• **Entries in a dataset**
## begin

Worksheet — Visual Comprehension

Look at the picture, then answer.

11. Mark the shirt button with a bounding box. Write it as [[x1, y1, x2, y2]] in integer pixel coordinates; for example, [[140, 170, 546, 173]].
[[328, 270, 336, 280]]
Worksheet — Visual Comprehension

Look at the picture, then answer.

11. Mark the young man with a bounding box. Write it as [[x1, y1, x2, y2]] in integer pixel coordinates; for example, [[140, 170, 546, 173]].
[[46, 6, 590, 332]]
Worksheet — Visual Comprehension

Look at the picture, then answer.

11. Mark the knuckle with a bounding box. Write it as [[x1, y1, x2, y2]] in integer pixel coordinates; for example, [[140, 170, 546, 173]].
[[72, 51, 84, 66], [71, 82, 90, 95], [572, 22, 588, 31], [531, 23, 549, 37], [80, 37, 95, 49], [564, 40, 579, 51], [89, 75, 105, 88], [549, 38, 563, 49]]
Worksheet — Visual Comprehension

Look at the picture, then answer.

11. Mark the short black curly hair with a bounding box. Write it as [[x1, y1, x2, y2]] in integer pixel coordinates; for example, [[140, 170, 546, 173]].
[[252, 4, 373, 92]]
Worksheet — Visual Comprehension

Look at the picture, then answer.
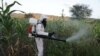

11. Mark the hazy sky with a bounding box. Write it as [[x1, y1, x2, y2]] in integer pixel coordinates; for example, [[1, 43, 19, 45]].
[[0, 0, 100, 18]]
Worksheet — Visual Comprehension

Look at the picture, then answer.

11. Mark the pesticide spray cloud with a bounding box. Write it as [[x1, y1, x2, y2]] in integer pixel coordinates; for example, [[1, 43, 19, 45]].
[[66, 21, 89, 42]]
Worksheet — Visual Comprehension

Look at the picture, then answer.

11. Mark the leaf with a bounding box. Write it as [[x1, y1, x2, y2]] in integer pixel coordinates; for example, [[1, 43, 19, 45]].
[[4, 1, 21, 14]]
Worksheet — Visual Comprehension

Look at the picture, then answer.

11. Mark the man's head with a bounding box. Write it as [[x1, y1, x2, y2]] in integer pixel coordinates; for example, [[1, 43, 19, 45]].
[[39, 15, 48, 28]]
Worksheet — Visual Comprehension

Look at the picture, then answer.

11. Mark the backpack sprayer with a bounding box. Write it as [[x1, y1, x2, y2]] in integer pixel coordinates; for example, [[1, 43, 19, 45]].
[[32, 34, 67, 42]]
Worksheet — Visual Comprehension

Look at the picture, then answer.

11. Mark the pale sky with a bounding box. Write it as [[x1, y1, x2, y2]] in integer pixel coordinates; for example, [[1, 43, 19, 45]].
[[0, 0, 100, 18]]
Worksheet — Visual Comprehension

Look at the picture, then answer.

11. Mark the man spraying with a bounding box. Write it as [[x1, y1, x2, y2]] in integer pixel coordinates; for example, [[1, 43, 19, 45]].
[[29, 15, 54, 56]]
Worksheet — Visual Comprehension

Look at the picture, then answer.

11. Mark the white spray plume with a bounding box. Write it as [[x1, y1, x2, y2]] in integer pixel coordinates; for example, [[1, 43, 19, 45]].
[[66, 21, 88, 42]]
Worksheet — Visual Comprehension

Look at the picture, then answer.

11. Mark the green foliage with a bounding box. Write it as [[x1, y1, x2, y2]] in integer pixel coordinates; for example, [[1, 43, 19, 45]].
[[70, 4, 92, 19]]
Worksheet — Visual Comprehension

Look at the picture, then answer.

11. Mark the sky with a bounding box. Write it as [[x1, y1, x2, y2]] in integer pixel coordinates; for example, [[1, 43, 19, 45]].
[[0, 0, 100, 18]]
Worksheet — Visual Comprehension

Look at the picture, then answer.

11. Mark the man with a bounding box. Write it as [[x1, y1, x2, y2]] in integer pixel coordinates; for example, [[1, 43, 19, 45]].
[[29, 15, 54, 56]]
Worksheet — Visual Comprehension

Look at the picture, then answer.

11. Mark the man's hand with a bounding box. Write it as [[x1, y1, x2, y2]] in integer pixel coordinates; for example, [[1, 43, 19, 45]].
[[49, 32, 55, 37]]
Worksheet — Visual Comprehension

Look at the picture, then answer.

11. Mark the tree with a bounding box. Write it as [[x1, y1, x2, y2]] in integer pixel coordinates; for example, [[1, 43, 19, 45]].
[[70, 4, 92, 19]]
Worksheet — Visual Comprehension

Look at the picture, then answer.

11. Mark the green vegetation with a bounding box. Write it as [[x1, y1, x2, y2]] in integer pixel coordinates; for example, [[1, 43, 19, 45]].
[[70, 4, 92, 19], [0, 0, 100, 56]]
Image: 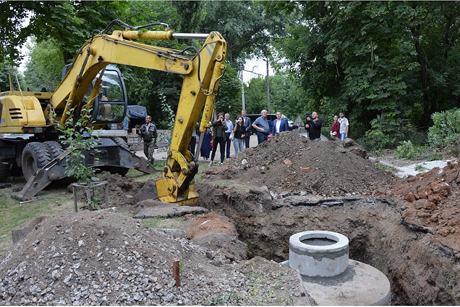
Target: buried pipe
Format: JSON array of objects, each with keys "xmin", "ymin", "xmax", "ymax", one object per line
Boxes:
[{"xmin": 282, "ymin": 230, "xmax": 391, "ymax": 306}]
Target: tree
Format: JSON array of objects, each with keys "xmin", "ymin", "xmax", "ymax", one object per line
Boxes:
[
  {"xmin": 0, "ymin": 1, "xmax": 128, "ymax": 64},
  {"xmin": 265, "ymin": 2, "xmax": 459, "ymax": 140}
]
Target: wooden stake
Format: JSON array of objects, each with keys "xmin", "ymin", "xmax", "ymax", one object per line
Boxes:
[{"xmin": 173, "ymin": 260, "xmax": 180, "ymax": 287}]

## end

• **Request**
Count the lines of the entries above that contain the string "green", with case treated as significant. Reply with the number only.

• **Exercise result**
2